▶ _AUFGABE_
Überführe die Zeilen der folgenden Auflistung in eine JSON-Liste von Strings, mit einem String pro Zeile. Leerzeilen fallen weg.

▶ _EXTRAHIERTE AUFLISTUNG_
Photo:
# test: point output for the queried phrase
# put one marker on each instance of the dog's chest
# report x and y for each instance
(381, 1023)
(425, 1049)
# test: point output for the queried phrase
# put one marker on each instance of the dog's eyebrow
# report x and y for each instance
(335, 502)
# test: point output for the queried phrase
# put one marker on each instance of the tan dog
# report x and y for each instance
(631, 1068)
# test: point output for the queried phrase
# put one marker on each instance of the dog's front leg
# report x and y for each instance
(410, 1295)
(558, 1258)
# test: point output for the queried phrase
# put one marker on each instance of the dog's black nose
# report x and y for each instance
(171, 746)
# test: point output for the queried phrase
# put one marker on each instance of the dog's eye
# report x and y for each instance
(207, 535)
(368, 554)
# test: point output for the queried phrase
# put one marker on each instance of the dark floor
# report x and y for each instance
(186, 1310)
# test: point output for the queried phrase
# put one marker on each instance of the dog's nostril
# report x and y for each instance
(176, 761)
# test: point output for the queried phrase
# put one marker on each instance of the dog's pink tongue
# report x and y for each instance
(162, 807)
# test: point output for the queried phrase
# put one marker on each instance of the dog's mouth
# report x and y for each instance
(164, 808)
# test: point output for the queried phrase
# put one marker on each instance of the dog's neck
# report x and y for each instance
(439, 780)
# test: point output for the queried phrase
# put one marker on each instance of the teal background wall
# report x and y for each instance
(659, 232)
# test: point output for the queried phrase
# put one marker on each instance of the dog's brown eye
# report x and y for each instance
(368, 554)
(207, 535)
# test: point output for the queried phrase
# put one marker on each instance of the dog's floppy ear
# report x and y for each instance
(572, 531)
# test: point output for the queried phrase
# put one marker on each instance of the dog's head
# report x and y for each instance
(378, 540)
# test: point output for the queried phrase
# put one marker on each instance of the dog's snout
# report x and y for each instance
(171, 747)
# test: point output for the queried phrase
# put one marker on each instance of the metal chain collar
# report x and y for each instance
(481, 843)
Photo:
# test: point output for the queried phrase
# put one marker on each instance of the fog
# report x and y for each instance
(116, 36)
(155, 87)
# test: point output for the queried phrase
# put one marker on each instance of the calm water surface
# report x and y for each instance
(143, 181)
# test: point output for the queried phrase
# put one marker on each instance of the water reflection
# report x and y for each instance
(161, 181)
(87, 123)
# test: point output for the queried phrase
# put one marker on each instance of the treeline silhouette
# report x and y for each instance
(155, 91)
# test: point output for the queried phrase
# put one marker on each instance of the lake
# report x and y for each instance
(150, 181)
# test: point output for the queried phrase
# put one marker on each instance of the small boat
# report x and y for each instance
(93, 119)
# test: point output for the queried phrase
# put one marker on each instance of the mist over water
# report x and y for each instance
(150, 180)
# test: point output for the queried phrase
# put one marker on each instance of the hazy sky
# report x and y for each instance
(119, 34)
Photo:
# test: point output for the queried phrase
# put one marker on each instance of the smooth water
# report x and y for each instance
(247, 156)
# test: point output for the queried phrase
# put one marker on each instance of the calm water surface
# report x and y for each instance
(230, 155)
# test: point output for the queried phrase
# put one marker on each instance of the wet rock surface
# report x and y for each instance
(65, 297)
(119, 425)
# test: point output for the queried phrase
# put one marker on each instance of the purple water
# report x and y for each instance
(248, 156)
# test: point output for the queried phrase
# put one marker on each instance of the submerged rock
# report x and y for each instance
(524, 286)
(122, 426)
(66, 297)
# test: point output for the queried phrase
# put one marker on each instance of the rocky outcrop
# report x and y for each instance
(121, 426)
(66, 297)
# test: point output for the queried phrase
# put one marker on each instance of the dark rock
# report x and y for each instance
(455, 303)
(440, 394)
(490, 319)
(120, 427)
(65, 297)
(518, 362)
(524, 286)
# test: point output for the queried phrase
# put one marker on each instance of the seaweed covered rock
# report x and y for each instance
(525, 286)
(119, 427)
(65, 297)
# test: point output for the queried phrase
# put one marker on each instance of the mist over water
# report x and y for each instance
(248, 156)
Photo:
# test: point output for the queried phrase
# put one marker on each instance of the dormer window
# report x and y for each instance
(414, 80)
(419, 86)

▶ _ERWARTETE ANTWORT_
[
  "Photo:",
  "# test: point output for the queried phrase",
  "# put one marker on each instance of the dog's chest",
  "# report x and y for each instance",
  "(381, 1023)",
  "(425, 1049)",
  "# test: point output for the queried phrase",
  "# put one marker on each instance of the dog's eyebrow",
  "# report x and y for each instance",
  "(335, 502)",
  "# test: point output for the queried phrase",
  "# put one marker on each instance of the tan dog",
  "# report x and y for each instance",
  "(631, 1068)",
  "# test: point output for the queried phrase",
  "# put one marker on each instance of the dog's front leg",
  "# report x and y for each instance",
  "(410, 1295)",
  "(558, 1258)",
  "# test: point output for the queried phrase",
  "# put one marker on each instance of the dog's black nose",
  "# report x and y for each instance",
  "(171, 746)",
  "# test: point output for the queried phrase",
  "# put one marker on each instance of the dog's eye",
  "# report x and y for each instance",
  "(207, 535)",
  "(368, 554)",
  "# test: point output for the queried phrase",
  "# put one marker on each instance of the dark floor",
  "# report x and y for each instance",
  "(186, 1310)",
  "# test: point output for the queried phrase",
  "# put one marker on each instance of the dog's nostril",
  "# report x and y for each instance",
  "(176, 761)",
  "# test: point output for the queried phrase",
  "# put one marker on each instance of the dog's pink tongue",
  "# report x and y for each instance",
  "(162, 807)",
  "# test: point output for the queried phrase",
  "# put one marker on each instance of the dog's mouth",
  "# report x and y for each instance",
  "(164, 808)",
  "# test: point output for the queried phrase",
  "# put one marker on each instance of the dog's neck",
  "# report x and y for each instance",
  "(439, 780)",
  "# test: point output for the queried phrase",
  "# put one marker on each instance of the teal background wall",
  "# report x and y for each instance",
  "(659, 232)",
  "# test: point output for the queried phrase",
  "# put one marker on each instance of the dog's brown eye",
  "# report x and y for each instance",
  "(368, 554)",
  "(207, 535)",
  "# test: point output for the queried phrase",
  "# put one marker on each instance of the dog's floppy ear",
  "# report x and y for each instance",
  "(572, 531)",
  "# test: point output for the queried phrase",
  "# put one marker on each instance of the dog's head",
  "# report x and y for each instance",
  "(378, 540)",
  "# test: point output for the queried phrase",
  "# put one marker on each instance of the dog's snout",
  "# report x and y for each instance",
  "(171, 747)",
  "# test: point output for the queried phrase",
  "# put one marker on each instance of the metal chain collar",
  "# report x and y for each instance",
  "(481, 843)",
  "Photo:",
  "# test: point output for the queried phrase",
  "# put one marker on each instance of the fog",
  "# report x and y for each instance",
  "(116, 36)",
  "(155, 87)",
  "# test: point output for the queried phrase",
  "# put one marker on each instance of the calm water surface",
  "# report x and y for each instance",
  "(143, 181)",
  "# test: point output for the queried phrase",
  "# put one marker on each instance of the water reflection",
  "# report x and y for each instance",
  "(161, 181)",
  "(87, 123)",
  "# test: point output for the queried phrase",
  "# put one marker on each instance of the treeline silhouette",
  "# report x and y for each instance",
  "(155, 91)",
  "# test: point output for the queried phrase",
  "# put one marker on each instance of the lake",
  "# report x and y for each instance",
  "(150, 181)",
  "# test: point output for the queried phrase",
  "# put one marker on each instance of the small boat",
  "# report x and y for each instance",
  "(93, 119)",
  "# test: point output for the queried phrase",
  "# put one marker on each instance of the mist over water",
  "# report x and y for each instance",
  "(150, 180)",
  "# test: point output for the queried phrase",
  "# put one marker on each instance of the hazy sky",
  "# report x and y for each instance",
  "(119, 34)",
  "Photo:",
  "# test: point output for the queried phrase",
  "# put one marker on each instance of the smooth water",
  "# report x and y for each instance",
  "(247, 156)",
  "# test: point output for the queried phrase",
  "# put one marker on each instance of the calm water surface",
  "# report x and y for each instance",
  "(230, 155)",
  "# test: point output for the queried phrase",
  "# put one marker on each instance of the wet rock surface",
  "# report x and y for each instance",
  "(65, 297)",
  "(119, 425)",
  "# test: point output for the queried phrase",
  "# put one marker on each instance of the purple water",
  "# report x and y for each instance",
  "(248, 156)",
  "# test: point output for the queried phrase",
  "# put one marker on each instance of the submerged rock",
  "# report x and y for each instance",
  "(524, 286)",
  "(122, 426)",
  "(66, 297)",
  "# test: point output for the queried phrase",
  "# put one marker on each instance of the rocky outcrop",
  "# report x and y for each instance",
  "(121, 426)",
  "(66, 297)",
  "# test: point output for the queried phrase",
  "# put one marker on each instance of the dark rock",
  "# report x and y for each instance",
  "(455, 303)",
  "(440, 394)",
  "(490, 319)",
  "(120, 427)",
  "(65, 297)",
  "(518, 362)",
  "(524, 286)",
  "# test: point output for the queried phrase",
  "# put one marker on each instance of the seaweed covered rock",
  "# report x and y for each instance",
  "(525, 286)",
  "(119, 427)",
  "(65, 297)",
  "# test: point output for the queried phrase",
  "# put one marker on each instance of the mist over water",
  "# report x and y for each instance",
  "(248, 156)",
  "Photo:",
  "# test: point output for the queried phrase",
  "# put one marker on each instance of the dormer window",
  "# report x and y for each instance",
  "(414, 80)",
  "(419, 86)"
]